▶ **DATASET EXTRACT**:
==============================

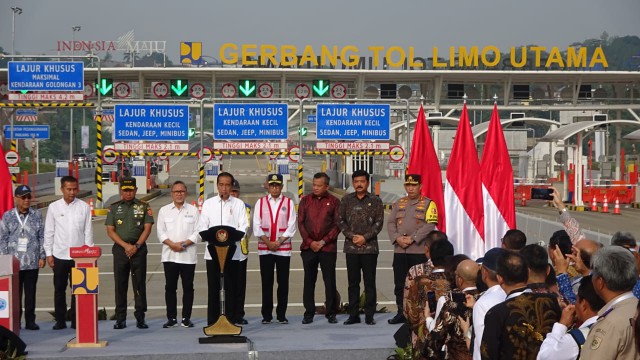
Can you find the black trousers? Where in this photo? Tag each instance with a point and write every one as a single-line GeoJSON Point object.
{"type": "Point", "coordinates": [235, 285]}
{"type": "Point", "coordinates": [327, 262]}
{"type": "Point", "coordinates": [27, 280]}
{"type": "Point", "coordinates": [62, 280]}
{"type": "Point", "coordinates": [401, 265]}
{"type": "Point", "coordinates": [365, 265]}
{"type": "Point", "coordinates": [281, 264]}
{"type": "Point", "coordinates": [185, 272]}
{"type": "Point", "coordinates": [136, 267]}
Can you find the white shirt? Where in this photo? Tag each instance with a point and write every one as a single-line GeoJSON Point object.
{"type": "Point", "coordinates": [230, 212]}
{"type": "Point", "coordinates": [178, 224]}
{"type": "Point", "coordinates": [560, 345]}
{"type": "Point", "coordinates": [492, 297]}
{"type": "Point", "coordinates": [67, 225]}
{"type": "Point", "coordinates": [291, 224]}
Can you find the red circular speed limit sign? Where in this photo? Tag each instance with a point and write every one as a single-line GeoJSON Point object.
{"type": "Point", "coordinates": [12, 158]}
{"type": "Point", "coordinates": [160, 90]}
{"type": "Point", "coordinates": [396, 157]}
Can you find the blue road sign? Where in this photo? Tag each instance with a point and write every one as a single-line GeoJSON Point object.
{"type": "Point", "coordinates": [250, 121]}
{"type": "Point", "coordinates": [27, 132]}
{"type": "Point", "coordinates": [353, 121]}
{"type": "Point", "coordinates": [151, 122]}
{"type": "Point", "coordinates": [46, 76]}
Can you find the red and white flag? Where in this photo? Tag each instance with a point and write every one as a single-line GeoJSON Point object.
{"type": "Point", "coordinates": [463, 193]}
{"type": "Point", "coordinates": [424, 161]}
{"type": "Point", "coordinates": [497, 185]}
{"type": "Point", "coordinates": [6, 187]}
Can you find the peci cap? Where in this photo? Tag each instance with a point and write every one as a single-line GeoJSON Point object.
{"type": "Point", "coordinates": [128, 183]}
{"type": "Point", "coordinates": [490, 259]}
{"type": "Point", "coordinates": [412, 179]}
{"type": "Point", "coordinates": [275, 179]}
{"type": "Point", "coordinates": [22, 190]}
{"type": "Point", "coordinates": [235, 186]}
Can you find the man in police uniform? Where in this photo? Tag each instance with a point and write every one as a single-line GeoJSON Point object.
{"type": "Point", "coordinates": [129, 224]}
{"type": "Point", "coordinates": [411, 219]}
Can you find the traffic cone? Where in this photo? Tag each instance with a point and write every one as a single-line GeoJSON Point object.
{"type": "Point", "coordinates": [93, 212]}
{"type": "Point", "coordinates": [616, 208]}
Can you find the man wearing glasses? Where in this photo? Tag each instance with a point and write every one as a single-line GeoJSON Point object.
{"type": "Point", "coordinates": [68, 224]}
{"type": "Point", "coordinates": [22, 235]}
{"type": "Point", "coordinates": [177, 232]}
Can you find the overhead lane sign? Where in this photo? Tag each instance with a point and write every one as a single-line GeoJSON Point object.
{"type": "Point", "coordinates": [46, 76]}
{"type": "Point", "coordinates": [353, 121]}
{"type": "Point", "coordinates": [250, 121]}
{"type": "Point", "coordinates": [151, 122]}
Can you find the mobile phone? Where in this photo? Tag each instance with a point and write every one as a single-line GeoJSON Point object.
{"type": "Point", "coordinates": [541, 194]}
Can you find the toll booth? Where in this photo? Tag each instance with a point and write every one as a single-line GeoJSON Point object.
{"type": "Point", "coordinates": [9, 303]}
{"type": "Point", "coordinates": [211, 171]}
{"type": "Point", "coordinates": [139, 172]}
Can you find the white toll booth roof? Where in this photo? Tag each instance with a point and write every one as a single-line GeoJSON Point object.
{"type": "Point", "coordinates": [567, 131]}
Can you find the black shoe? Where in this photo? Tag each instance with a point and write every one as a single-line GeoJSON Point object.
{"type": "Point", "coordinates": [32, 326]}
{"type": "Point", "coordinates": [352, 320]}
{"type": "Point", "coordinates": [398, 319]}
{"type": "Point", "coordinates": [142, 325]}
{"type": "Point", "coordinates": [119, 325]}
{"type": "Point", "coordinates": [170, 323]}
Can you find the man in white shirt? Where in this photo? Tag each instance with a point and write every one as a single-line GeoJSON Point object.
{"type": "Point", "coordinates": [274, 224]}
{"type": "Point", "coordinates": [222, 209]}
{"type": "Point", "coordinates": [561, 344]}
{"type": "Point", "coordinates": [493, 296]}
{"type": "Point", "coordinates": [177, 232]}
{"type": "Point", "coordinates": [68, 224]}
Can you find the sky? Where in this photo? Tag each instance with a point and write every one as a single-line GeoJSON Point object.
{"type": "Point", "coordinates": [422, 24]}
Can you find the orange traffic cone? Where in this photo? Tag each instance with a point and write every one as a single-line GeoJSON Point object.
{"type": "Point", "coordinates": [616, 208]}
{"type": "Point", "coordinates": [93, 212]}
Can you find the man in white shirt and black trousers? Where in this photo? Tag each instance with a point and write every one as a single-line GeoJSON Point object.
{"type": "Point", "coordinates": [274, 224]}
{"type": "Point", "coordinates": [177, 232]}
{"type": "Point", "coordinates": [68, 224]}
{"type": "Point", "coordinates": [222, 209]}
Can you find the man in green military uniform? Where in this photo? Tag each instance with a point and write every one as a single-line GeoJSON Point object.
{"type": "Point", "coordinates": [411, 219]}
{"type": "Point", "coordinates": [129, 224]}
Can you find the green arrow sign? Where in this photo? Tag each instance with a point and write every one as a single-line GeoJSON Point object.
{"type": "Point", "coordinates": [178, 89]}
{"type": "Point", "coordinates": [320, 89]}
{"type": "Point", "coordinates": [248, 88]}
{"type": "Point", "coordinates": [105, 87]}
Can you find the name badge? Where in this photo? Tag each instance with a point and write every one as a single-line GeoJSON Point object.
{"type": "Point", "coordinates": [22, 244]}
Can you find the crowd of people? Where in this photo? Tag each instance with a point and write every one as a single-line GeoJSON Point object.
{"type": "Point", "coordinates": [571, 298]}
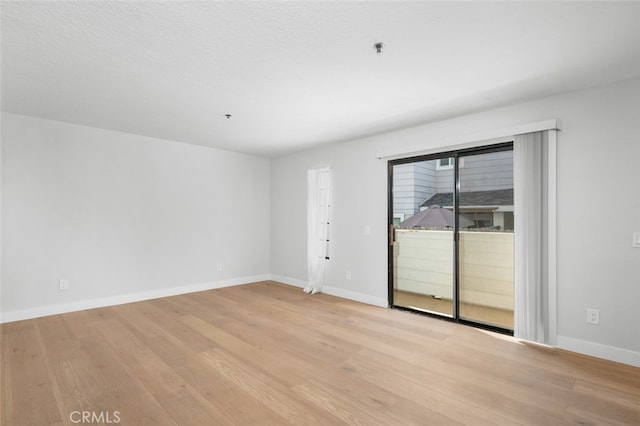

==============================

Report every line of the data above that contains the word "green".

▶ **FULL RESPONSE**:
Can you find the man in green military uniform? Where in this photo? Tag each instance with a point and write every one as a single-line GeoJSON Point object.
Can you find the green arrow sign? Where in this photo? Tag each instance with a point and write every one as a single-line GeoJSON Point object.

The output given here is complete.